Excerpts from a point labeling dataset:

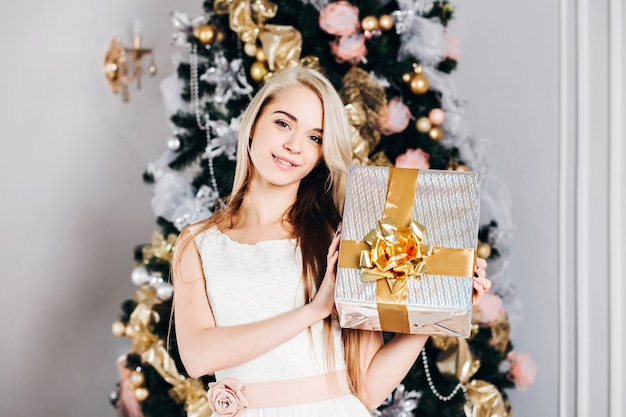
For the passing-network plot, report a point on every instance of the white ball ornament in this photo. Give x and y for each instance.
(173, 143)
(165, 291)
(140, 276)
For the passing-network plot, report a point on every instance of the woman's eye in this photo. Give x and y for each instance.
(282, 123)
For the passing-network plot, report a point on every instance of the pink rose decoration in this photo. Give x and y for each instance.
(413, 158)
(226, 398)
(349, 48)
(340, 18)
(490, 308)
(522, 370)
(396, 118)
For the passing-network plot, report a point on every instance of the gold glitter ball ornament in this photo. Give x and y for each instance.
(205, 33)
(423, 124)
(258, 70)
(118, 328)
(385, 22)
(369, 23)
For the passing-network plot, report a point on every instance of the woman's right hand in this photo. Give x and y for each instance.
(324, 300)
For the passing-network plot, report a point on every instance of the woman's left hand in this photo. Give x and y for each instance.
(481, 283)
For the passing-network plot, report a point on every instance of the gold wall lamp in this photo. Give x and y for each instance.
(123, 65)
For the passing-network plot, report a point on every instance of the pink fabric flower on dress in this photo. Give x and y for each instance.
(522, 370)
(350, 49)
(490, 308)
(340, 18)
(226, 398)
(396, 118)
(413, 158)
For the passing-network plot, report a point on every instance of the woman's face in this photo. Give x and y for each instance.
(287, 138)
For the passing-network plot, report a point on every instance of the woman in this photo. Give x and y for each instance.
(254, 283)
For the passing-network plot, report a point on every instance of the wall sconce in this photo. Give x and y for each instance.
(122, 65)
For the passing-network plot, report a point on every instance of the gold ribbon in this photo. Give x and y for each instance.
(363, 94)
(455, 361)
(484, 400)
(188, 390)
(160, 247)
(245, 17)
(282, 46)
(391, 305)
(138, 328)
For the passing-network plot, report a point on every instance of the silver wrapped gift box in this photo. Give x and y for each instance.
(407, 251)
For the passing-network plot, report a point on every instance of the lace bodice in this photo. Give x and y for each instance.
(251, 282)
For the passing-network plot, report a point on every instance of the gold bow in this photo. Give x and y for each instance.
(160, 247)
(484, 400)
(282, 46)
(188, 390)
(395, 253)
(246, 17)
(139, 326)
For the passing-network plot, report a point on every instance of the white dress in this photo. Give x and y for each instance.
(251, 282)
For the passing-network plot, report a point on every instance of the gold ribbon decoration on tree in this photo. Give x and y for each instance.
(138, 328)
(282, 44)
(455, 361)
(484, 400)
(185, 390)
(364, 93)
(160, 247)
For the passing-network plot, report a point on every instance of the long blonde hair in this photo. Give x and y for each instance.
(319, 204)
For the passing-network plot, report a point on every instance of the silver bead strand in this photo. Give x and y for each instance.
(197, 105)
(431, 385)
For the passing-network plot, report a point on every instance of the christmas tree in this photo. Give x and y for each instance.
(391, 62)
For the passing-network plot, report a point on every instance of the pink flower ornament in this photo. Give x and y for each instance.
(350, 49)
(413, 158)
(396, 118)
(522, 371)
(490, 308)
(226, 398)
(340, 18)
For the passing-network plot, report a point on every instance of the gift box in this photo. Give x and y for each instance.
(408, 250)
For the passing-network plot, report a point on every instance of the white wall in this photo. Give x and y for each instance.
(73, 202)
(74, 206)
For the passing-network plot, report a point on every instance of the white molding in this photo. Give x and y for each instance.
(563, 231)
(582, 226)
(616, 198)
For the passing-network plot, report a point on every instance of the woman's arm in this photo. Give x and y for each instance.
(385, 365)
(205, 347)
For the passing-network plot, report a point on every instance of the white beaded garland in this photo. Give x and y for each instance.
(431, 385)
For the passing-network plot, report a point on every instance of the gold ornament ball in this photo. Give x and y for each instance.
(419, 84)
(385, 22)
(219, 36)
(435, 133)
(136, 378)
(369, 23)
(250, 49)
(141, 393)
(258, 70)
(483, 250)
(418, 69)
(118, 328)
(423, 124)
(204, 33)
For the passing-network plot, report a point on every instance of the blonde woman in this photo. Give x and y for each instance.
(253, 298)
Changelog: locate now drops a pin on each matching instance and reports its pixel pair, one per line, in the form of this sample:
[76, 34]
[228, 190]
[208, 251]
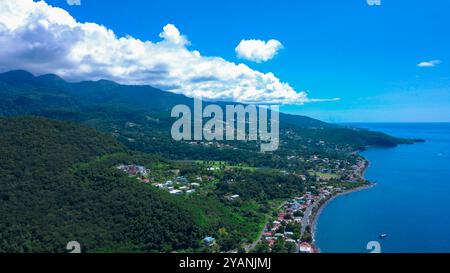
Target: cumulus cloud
[44, 39]
[429, 63]
[257, 50]
[74, 2]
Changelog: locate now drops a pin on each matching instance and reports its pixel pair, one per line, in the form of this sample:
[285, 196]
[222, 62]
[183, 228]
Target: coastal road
[251, 246]
[306, 220]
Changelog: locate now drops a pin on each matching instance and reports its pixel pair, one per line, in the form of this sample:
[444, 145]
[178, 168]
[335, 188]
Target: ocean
[410, 203]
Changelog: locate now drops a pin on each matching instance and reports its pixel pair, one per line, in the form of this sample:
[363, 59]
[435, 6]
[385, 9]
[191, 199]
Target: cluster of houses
[134, 170]
[294, 211]
[179, 185]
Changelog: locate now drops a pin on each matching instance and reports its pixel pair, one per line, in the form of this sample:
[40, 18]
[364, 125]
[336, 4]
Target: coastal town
[291, 226]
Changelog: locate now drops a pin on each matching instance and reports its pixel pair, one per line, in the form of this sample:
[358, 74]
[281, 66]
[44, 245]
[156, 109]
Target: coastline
[316, 213]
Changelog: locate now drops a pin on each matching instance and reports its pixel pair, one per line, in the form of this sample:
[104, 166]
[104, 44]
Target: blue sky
[365, 55]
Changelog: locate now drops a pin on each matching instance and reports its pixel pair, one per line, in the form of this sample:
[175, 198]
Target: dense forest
[60, 144]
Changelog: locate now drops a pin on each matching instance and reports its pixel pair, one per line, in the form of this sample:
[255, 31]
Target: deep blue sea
[410, 203]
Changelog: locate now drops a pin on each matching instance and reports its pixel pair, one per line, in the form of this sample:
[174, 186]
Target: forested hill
[47, 199]
[105, 105]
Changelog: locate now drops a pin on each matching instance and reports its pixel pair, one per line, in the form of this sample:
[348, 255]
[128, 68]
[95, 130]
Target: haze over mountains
[61, 143]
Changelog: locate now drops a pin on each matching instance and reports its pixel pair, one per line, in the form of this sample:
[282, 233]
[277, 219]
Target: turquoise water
[410, 203]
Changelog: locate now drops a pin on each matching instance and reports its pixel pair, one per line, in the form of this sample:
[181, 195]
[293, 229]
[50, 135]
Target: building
[209, 241]
[305, 248]
[176, 192]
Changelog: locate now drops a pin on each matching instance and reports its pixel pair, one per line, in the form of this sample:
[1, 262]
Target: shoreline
[316, 213]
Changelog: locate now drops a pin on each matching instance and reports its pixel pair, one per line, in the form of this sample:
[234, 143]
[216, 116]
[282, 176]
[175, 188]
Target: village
[291, 225]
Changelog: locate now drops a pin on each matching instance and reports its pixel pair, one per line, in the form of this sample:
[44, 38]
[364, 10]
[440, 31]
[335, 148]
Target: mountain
[61, 143]
[50, 194]
[49, 95]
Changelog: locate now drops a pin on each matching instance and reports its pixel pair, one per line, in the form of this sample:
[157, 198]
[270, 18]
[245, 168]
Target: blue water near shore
[410, 203]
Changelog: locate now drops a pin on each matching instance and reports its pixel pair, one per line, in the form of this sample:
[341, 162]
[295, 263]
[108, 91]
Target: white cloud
[257, 50]
[429, 63]
[74, 2]
[44, 39]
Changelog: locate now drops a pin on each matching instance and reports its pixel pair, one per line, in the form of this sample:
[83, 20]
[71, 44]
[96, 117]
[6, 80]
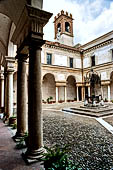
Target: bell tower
[63, 25]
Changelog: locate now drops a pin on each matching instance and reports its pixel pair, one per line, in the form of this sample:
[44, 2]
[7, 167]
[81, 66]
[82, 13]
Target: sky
[92, 18]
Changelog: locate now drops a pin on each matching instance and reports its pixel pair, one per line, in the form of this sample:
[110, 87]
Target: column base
[18, 136]
[32, 156]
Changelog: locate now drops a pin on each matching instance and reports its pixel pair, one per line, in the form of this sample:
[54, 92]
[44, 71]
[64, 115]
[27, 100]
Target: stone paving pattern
[10, 158]
[91, 145]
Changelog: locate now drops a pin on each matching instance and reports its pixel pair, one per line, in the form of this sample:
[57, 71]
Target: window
[67, 27]
[59, 27]
[71, 62]
[93, 60]
[49, 58]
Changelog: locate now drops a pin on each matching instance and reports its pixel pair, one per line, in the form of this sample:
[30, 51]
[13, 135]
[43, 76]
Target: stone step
[92, 114]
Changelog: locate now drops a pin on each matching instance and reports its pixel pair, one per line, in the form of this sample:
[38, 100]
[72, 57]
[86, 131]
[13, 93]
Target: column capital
[1, 75]
[21, 57]
[30, 27]
[9, 64]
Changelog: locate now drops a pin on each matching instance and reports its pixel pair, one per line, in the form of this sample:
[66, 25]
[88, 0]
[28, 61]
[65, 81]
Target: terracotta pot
[12, 121]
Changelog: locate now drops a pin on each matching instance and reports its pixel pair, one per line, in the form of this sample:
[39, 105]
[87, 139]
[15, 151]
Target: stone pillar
[35, 120]
[82, 93]
[5, 93]
[65, 93]
[89, 91]
[102, 91]
[57, 94]
[9, 109]
[2, 91]
[77, 94]
[109, 97]
[21, 96]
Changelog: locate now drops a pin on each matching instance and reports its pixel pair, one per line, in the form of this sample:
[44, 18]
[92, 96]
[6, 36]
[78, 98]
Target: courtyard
[90, 144]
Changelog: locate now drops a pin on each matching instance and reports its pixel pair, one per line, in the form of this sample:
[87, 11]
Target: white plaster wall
[78, 63]
[42, 57]
[86, 62]
[60, 60]
[48, 87]
[103, 75]
[66, 39]
[71, 88]
[102, 55]
[105, 92]
[61, 93]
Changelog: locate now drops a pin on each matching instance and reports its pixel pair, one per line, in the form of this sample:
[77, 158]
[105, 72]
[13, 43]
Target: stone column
[21, 96]
[65, 93]
[77, 94]
[2, 91]
[82, 93]
[35, 120]
[5, 93]
[89, 91]
[57, 94]
[9, 109]
[109, 97]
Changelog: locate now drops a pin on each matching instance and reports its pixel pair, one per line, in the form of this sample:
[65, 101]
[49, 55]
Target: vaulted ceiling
[10, 11]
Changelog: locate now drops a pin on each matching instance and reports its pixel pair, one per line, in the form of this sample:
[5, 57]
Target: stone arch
[71, 88]
[48, 87]
[59, 27]
[111, 85]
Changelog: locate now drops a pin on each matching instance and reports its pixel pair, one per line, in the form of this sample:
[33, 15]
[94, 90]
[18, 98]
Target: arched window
[59, 27]
[67, 27]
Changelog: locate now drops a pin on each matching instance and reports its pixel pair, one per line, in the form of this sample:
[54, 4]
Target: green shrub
[57, 159]
[49, 98]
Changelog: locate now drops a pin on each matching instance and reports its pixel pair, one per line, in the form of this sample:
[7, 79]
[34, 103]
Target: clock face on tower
[58, 35]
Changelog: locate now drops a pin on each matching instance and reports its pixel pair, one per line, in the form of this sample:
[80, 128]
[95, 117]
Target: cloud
[92, 18]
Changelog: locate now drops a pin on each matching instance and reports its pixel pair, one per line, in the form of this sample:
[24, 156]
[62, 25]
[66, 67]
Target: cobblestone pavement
[109, 120]
[10, 158]
[91, 145]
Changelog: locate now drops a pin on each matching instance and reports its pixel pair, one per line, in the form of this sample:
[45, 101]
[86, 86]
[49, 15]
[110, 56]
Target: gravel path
[91, 144]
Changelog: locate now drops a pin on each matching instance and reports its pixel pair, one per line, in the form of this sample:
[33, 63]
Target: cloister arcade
[21, 36]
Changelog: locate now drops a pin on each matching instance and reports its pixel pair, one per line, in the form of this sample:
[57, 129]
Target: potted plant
[12, 120]
[57, 159]
[49, 99]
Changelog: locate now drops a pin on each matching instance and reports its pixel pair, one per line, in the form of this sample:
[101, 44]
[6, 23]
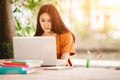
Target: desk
[68, 74]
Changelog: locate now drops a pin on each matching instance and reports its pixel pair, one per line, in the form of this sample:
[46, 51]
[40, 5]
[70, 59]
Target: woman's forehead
[45, 15]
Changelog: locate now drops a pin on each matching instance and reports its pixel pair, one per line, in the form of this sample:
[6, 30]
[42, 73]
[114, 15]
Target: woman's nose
[46, 24]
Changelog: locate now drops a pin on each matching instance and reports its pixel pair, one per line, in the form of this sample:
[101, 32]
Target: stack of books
[19, 66]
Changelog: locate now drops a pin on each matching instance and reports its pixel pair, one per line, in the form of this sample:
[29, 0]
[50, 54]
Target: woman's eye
[42, 20]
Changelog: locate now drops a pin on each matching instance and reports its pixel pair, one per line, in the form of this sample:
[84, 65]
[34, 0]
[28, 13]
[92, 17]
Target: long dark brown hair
[58, 25]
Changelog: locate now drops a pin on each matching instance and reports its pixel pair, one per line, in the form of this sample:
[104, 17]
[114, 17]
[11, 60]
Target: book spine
[12, 70]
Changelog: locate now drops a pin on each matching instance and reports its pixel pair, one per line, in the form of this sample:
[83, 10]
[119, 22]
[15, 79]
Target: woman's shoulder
[65, 34]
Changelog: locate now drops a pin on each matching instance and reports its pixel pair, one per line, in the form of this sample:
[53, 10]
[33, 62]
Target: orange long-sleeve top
[65, 44]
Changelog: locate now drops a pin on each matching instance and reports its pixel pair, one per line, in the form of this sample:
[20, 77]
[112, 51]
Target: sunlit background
[95, 23]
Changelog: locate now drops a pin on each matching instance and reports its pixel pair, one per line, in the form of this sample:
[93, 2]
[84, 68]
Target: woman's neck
[49, 34]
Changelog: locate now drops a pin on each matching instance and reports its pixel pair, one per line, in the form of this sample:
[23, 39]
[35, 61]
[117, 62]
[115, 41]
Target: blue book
[15, 70]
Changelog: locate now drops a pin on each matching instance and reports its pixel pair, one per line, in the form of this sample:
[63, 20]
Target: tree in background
[7, 29]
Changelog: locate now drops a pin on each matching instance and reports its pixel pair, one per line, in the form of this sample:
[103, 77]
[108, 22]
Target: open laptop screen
[35, 48]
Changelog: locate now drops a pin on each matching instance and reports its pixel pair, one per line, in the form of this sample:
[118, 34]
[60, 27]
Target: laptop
[36, 48]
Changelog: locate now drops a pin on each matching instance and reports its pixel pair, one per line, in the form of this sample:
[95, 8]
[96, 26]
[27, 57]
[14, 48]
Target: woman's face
[45, 22]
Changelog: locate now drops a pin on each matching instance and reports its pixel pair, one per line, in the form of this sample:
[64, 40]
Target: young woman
[49, 23]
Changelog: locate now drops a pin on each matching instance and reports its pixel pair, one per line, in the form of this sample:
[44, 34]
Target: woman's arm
[65, 56]
[64, 59]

PROBLEM DETAILS => Pull out every line of the rows above that contains the string "face", matching case exactly.

WORKED ANSWER =>
For the passing-network plot, report a point on every instance of the woman's face in this photo. Give x and y for each instance.
Target: clock face on tower
Target: woman's face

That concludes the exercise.